┌─ Material provided
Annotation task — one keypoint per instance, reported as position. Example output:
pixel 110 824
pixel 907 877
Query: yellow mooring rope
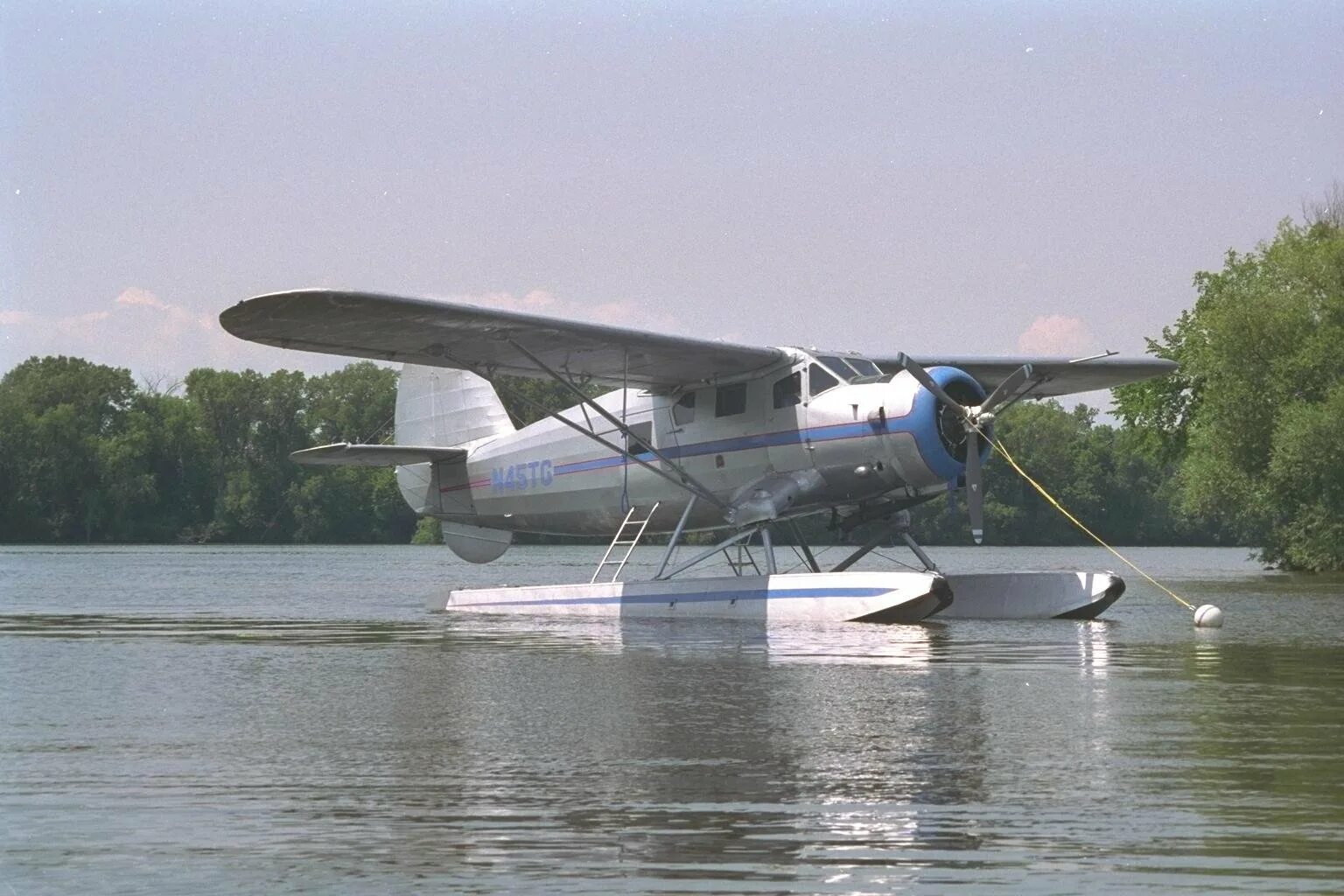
pixel 999 446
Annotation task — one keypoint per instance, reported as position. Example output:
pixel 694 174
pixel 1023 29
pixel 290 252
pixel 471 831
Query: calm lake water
pixel 242 720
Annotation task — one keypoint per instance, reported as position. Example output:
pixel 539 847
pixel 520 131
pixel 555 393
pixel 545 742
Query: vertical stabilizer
pixel 443 407
pixel 446 409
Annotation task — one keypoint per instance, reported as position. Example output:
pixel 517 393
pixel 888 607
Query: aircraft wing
pixel 347 454
pixel 488 341
pixel 1051 375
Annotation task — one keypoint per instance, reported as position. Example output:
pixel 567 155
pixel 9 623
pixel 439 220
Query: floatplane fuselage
pixel 789 442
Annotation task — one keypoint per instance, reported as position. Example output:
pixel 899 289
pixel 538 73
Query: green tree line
pixel 1253 424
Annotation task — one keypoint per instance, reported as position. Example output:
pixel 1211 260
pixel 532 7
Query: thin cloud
pixel 1055 335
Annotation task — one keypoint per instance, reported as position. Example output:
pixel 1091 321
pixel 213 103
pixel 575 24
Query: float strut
pixel 769 551
pixel 676 536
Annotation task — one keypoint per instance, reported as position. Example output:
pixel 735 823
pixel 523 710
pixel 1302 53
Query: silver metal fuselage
pixel 863 441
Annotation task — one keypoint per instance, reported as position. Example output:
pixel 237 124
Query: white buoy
pixel 1208 617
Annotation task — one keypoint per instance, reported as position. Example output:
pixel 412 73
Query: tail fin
pixel 449 409
pixel 446 407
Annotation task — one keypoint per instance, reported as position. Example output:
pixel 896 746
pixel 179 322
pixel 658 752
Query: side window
pixel 819 381
pixel 683 411
pixel 640 439
pixel 730 399
pixel 789 389
pixel 864 367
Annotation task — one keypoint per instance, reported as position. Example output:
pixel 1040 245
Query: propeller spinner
pixel 973 419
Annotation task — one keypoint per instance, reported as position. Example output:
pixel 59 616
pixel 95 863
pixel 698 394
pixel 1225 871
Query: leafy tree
pixel 355 403
pixel 54 413
pixel 1261 363
pixel 256 422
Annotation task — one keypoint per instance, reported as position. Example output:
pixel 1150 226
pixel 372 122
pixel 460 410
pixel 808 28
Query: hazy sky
pixel 982 178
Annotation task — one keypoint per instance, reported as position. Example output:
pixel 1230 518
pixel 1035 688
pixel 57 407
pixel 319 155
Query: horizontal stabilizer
pixel 347 454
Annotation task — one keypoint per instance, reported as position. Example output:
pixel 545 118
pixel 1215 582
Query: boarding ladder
pixel 624 539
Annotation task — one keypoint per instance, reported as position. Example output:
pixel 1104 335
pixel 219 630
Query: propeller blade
pixel 932 384
pixel 1007 389
pixel 975 489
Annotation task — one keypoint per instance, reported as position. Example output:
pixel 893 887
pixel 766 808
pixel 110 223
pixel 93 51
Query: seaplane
pixel 691 436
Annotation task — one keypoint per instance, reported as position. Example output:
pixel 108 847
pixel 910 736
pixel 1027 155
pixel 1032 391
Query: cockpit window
pixel 789 389
pixel 864 367
pixel 683 411
pixel 819 379
pixel 837 367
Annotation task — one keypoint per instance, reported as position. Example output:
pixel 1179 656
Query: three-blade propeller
pixel 972 419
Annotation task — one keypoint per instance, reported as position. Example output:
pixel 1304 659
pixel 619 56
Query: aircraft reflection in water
pixel 707 743
pixel 696 434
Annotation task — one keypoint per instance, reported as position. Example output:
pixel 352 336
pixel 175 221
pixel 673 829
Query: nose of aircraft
pixel 964 406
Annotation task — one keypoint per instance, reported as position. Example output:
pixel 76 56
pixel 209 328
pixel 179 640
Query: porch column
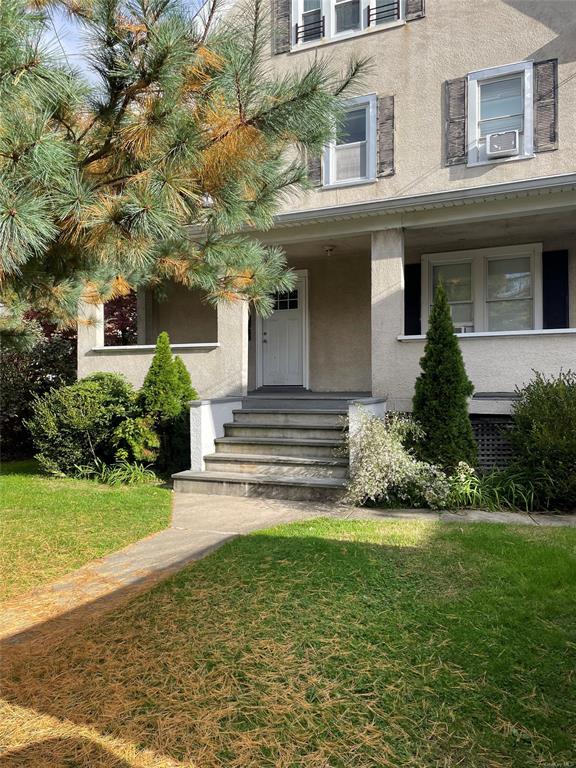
pixel 90 333
pixel 233 342
pixel 387 313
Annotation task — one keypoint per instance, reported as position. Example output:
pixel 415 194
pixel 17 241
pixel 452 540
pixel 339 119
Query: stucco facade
pixel 357 242
pixel 412 61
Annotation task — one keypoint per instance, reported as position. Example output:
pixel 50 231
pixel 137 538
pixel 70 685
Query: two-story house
pixel 458 164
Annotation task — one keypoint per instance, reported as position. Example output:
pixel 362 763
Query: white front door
pixel 283 339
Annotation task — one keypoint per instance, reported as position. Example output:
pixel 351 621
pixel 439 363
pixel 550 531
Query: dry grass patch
pixel 321 644
pixel 53 525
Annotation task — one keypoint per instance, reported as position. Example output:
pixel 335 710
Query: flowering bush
pixel 384 469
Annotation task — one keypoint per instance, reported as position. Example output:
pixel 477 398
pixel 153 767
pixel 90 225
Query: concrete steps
pixel 312 431
pixel 277 446
pixel 263 464
pixel 331 417
pixel 260 486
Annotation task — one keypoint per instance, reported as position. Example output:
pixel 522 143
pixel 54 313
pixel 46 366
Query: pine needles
pixel 101 182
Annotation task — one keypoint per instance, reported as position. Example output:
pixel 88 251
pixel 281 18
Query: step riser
pixel 255 490
pixel 295 404
pixel 282 470
pixel 286 432
pixel 277 449
pixel 283 418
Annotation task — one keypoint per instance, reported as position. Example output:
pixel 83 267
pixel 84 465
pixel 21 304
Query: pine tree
pixel 184 125
pixel 186 391
pixel 160 393
pixel 440 403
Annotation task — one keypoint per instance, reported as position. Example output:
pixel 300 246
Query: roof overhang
pixel 512 190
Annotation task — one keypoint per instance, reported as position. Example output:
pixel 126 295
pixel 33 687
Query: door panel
pixel 282 341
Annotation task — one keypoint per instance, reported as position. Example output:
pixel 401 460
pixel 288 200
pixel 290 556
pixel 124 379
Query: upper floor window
pixel 492 289
pixel 335 19
pixel 351 157
pixel 500 114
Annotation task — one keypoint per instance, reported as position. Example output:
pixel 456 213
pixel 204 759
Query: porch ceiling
pixel 546 228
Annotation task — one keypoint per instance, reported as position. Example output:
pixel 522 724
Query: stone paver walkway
pixel 200 524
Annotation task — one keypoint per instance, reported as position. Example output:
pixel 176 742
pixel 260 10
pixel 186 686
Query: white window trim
pixel 330 35
pixel 328 160
pixel 479 259
pixel 474 79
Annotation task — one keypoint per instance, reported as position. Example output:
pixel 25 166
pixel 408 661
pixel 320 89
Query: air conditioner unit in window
pixel 504 144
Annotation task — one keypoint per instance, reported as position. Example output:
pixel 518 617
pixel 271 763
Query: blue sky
pixel 66 37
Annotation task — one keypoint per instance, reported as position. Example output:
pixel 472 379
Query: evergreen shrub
pixel 440 404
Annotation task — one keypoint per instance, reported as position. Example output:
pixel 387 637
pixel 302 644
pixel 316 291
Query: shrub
pixel 186 391
pixel 135 439
pixel 385 471
pixel 441 394
pixel 120 473
pixel 500 489
pixel 74 425
pixel 27 373
pixel 160 393
pixel 543 438
pixel 165 396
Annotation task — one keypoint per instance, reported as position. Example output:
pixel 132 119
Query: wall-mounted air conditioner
pixel 503 144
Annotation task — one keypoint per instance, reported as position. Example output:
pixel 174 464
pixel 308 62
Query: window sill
pixel 299 47
pixel 499 334
pixel 201 346
pixel 351 183
pixel 500 160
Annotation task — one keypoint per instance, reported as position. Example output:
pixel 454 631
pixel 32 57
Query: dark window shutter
pixel 412 287
pixel 386 136
pixel 414 9
pixel 314 170
pixel 281 26
pixel 546 105
pixel 555 289
pixel 455 131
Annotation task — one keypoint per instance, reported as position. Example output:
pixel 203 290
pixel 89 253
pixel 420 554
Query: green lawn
pixel 320 644
pixel 51 525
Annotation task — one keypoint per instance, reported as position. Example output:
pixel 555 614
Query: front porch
pixel 512 282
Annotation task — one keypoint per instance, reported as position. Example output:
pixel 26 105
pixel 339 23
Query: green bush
pixel 122 472
pixel 24 374
pixel 385 471
pixel 186 391
pixel 500 489
pixel 135 439
pixel 160 393
pixel 74 425
pixel 165 397
pixel 543 438
pixel 441 394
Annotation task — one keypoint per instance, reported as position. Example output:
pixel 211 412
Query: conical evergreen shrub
pixel 160 391
pixel 165 395
pixel 440 403
pixel 186 391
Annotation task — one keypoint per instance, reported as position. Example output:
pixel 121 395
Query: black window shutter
pixel 386 136
pixel 414 9
pixel 455 95
pixel 546 105
pixel 314 170
pixel 281 26
pixel 555 289
pixel 412 287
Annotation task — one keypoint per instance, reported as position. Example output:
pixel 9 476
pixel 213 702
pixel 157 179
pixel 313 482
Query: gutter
pixel 464 196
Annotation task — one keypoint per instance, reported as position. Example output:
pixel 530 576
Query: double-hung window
pixel 500 114
pixel 488 290
pixel 316 20
pixel 351 157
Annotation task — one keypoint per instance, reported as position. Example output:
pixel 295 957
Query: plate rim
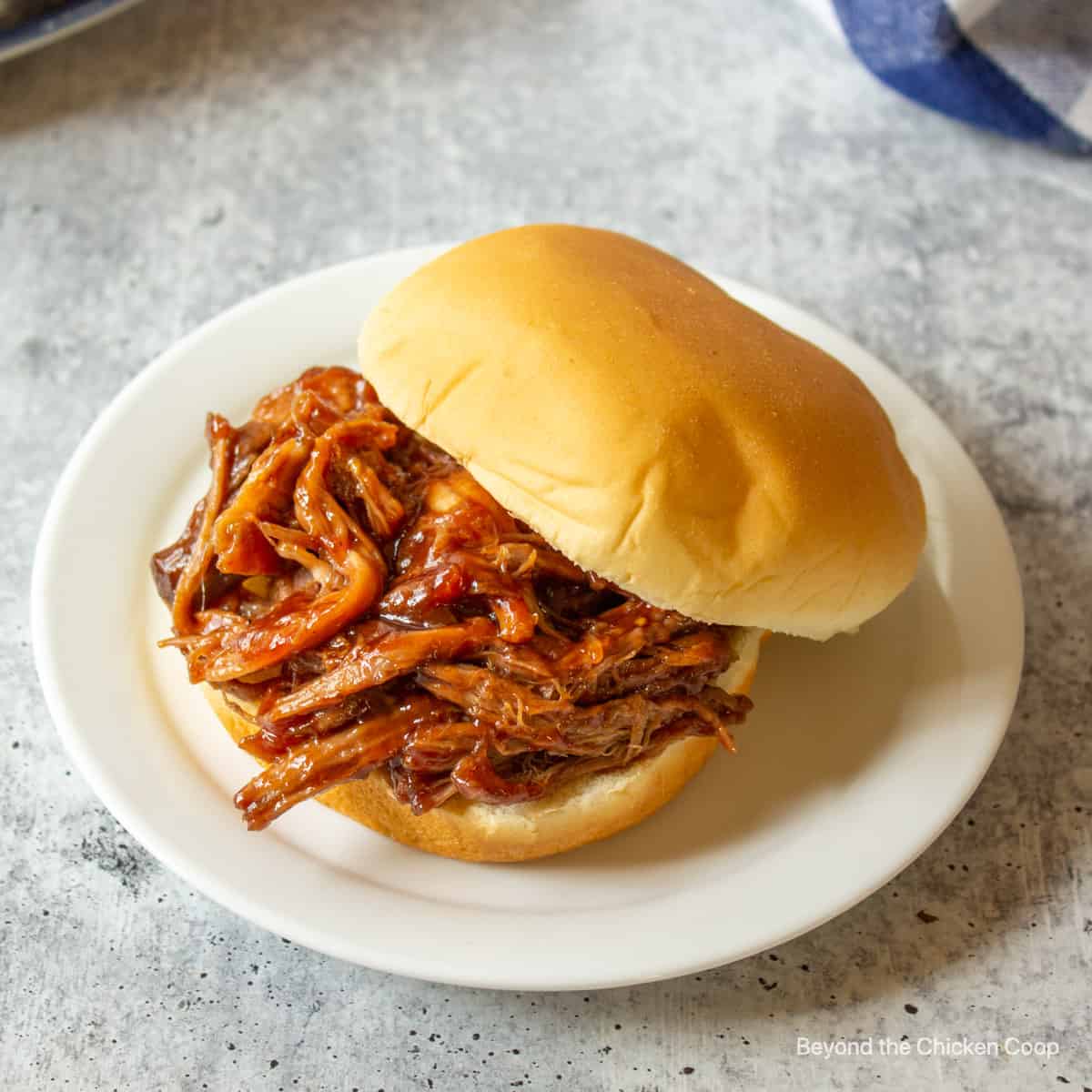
pixel 268 917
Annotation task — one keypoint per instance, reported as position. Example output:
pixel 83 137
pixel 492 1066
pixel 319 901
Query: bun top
pixel 652 429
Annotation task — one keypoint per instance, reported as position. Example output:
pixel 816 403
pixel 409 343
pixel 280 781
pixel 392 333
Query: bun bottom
pixel 585 811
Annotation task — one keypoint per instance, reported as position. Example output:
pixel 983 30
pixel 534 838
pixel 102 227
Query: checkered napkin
pixel 1022 68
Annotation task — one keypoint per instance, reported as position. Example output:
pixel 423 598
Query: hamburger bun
pixel 653 430
pixel 584 811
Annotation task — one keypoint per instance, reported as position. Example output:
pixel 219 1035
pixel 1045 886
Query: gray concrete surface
pixel 176 159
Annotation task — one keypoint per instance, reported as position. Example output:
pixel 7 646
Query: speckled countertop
pixel 176 159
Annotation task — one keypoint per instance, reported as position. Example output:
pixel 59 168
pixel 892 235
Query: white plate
pixel 858 753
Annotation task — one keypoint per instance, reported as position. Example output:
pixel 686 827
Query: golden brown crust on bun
pixel 652 429
pixel 582 812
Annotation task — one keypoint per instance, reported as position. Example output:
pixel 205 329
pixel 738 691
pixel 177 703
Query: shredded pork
pixel 366 605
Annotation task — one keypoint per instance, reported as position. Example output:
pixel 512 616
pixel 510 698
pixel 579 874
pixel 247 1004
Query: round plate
pixel 860 751
pixel 59 23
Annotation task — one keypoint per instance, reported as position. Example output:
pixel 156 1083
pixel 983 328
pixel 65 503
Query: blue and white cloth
pixel 1022 68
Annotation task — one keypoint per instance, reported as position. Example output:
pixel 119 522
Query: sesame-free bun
pixel 584 811
pixel 652 429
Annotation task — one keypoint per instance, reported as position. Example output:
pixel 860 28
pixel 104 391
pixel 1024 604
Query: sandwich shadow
pixel 823 713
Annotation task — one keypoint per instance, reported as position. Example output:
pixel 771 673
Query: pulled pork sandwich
pixel 503 596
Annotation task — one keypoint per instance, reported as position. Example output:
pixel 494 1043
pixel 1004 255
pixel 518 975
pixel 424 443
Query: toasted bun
pixel 583 812
pixel 652 429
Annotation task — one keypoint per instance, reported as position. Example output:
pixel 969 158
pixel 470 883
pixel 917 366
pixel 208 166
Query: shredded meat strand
pixel 369 609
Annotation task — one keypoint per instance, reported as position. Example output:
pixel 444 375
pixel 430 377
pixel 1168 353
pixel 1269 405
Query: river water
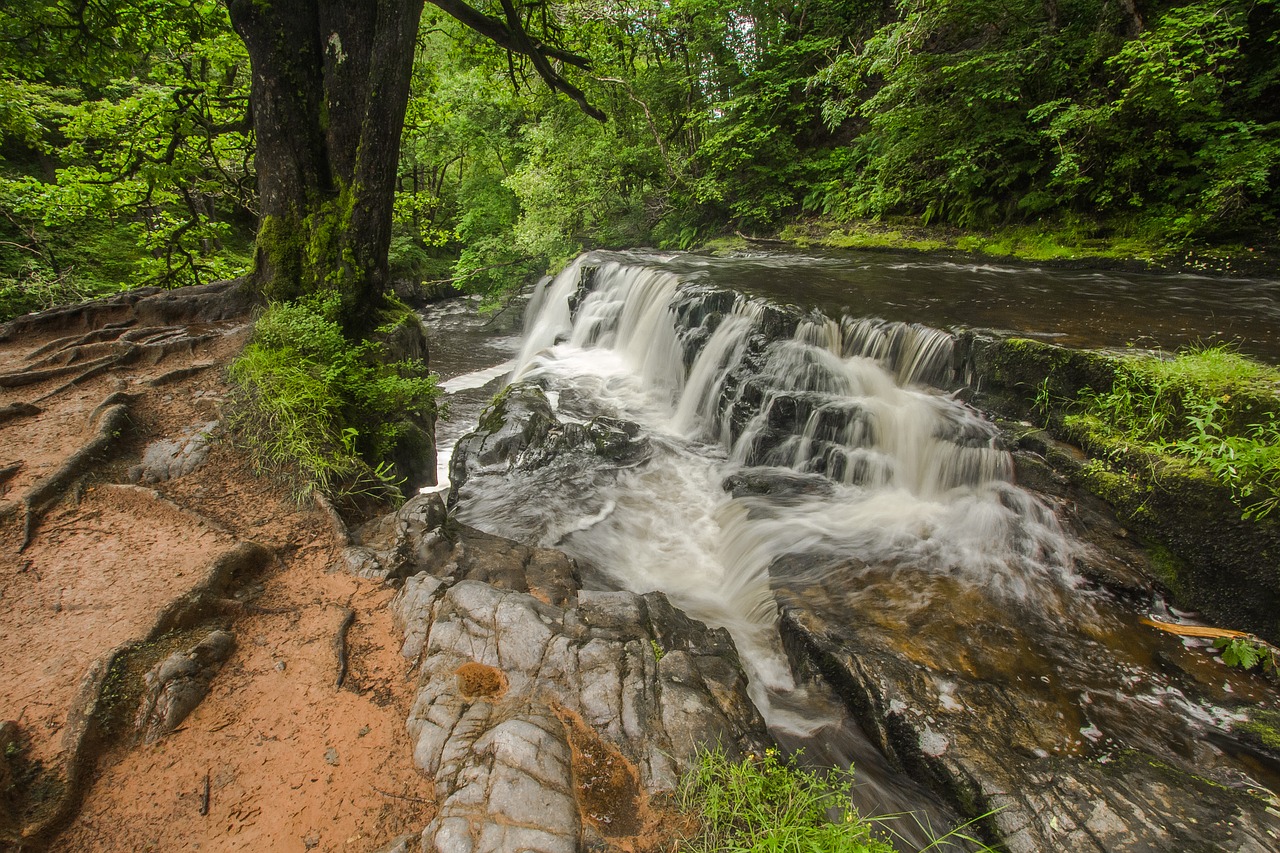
pixel 831 447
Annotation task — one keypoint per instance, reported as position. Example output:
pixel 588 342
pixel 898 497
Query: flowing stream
pixel 775 456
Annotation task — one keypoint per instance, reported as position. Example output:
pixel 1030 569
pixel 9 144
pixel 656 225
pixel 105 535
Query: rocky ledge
pixel 552 719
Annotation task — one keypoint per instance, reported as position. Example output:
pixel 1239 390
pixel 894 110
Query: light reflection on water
pixel 965 575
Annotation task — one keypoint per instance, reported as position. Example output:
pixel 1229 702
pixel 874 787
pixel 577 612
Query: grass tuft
pixel 1208 407
pixel 312 398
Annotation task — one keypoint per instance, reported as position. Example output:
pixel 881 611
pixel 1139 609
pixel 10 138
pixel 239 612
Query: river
pixel 824 470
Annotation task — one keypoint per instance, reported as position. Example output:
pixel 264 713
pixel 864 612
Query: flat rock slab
pixel 520 696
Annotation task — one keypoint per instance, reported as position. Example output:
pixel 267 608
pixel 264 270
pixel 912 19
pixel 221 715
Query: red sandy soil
pixel 292 761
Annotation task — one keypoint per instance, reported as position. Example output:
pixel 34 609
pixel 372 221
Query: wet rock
pixel 520 430
pixel 392 546
pixel 777 483
pixel 1112 555
pixel 981 706
pixel 177 684
pixel 503 676
pixel 172 457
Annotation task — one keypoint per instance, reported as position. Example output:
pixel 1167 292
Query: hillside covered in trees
pixel 127 154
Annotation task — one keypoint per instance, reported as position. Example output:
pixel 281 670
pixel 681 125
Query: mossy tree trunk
pixel 328 97
pixel 329 92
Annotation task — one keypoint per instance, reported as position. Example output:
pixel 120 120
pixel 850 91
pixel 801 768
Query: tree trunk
pixel 329 91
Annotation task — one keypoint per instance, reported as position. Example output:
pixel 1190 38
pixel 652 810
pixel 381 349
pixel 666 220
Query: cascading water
pixel 794 460
pixel 892 469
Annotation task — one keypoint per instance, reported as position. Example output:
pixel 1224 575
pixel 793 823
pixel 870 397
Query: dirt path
pixel 95 559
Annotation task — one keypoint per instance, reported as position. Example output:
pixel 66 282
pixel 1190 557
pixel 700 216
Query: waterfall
pixel 840 414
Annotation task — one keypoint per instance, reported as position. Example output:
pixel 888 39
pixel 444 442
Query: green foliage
pixel 1210 407
pixel 772 804
pixel 120 124
pixel 312 398
pixel 976 114
pixel 1247 652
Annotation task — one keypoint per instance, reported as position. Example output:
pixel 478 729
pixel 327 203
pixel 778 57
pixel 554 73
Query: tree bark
pixel 328 99
pixel 329 92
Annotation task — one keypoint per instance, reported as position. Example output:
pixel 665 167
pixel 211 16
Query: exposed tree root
pixel 339 644
pixel 17 410
pixel 149 305
pixel 179 374
pixel 32 377
pixel 109 332
pixel 96 706
pixel 112 424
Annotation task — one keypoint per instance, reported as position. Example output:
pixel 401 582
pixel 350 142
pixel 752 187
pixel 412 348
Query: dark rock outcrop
pixel 988 716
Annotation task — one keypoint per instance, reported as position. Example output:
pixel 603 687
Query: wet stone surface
pixel 981 715
pixel 511 655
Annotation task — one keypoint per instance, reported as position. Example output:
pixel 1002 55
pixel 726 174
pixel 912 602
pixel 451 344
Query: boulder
pixel 1024 721
pixel 547 715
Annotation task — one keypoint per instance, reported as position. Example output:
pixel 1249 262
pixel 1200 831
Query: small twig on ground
pixel 412 799
pixel 339 643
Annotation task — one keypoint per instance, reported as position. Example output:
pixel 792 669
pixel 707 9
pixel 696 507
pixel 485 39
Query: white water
pixel 909 478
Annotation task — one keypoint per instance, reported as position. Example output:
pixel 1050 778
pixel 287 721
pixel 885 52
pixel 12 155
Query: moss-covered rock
pixel 1198 546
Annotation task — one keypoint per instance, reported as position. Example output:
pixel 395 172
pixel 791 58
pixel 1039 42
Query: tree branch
pixel 512 36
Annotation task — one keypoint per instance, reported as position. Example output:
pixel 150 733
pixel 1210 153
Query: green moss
pixel 1170 569
pixel 1264 725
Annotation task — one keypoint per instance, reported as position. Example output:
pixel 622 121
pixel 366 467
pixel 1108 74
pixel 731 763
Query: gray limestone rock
pixel 1089 756
pixel 508 679
pixel 172 457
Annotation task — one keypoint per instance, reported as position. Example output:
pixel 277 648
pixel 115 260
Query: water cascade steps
pixel 814 486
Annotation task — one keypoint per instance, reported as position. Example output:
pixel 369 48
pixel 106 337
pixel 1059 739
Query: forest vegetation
pixel 127 154
pixel 457 146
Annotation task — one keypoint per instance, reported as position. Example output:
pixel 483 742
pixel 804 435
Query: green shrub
pixel 768 803
pixel 312 398
pixel 1208 407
└─
(Brief)
Report every line in the records above that contains the word "stabilizer", matching its case exactly.

(Complete answer)
Query: vertical stabilizer
Query: horizontal stabilizer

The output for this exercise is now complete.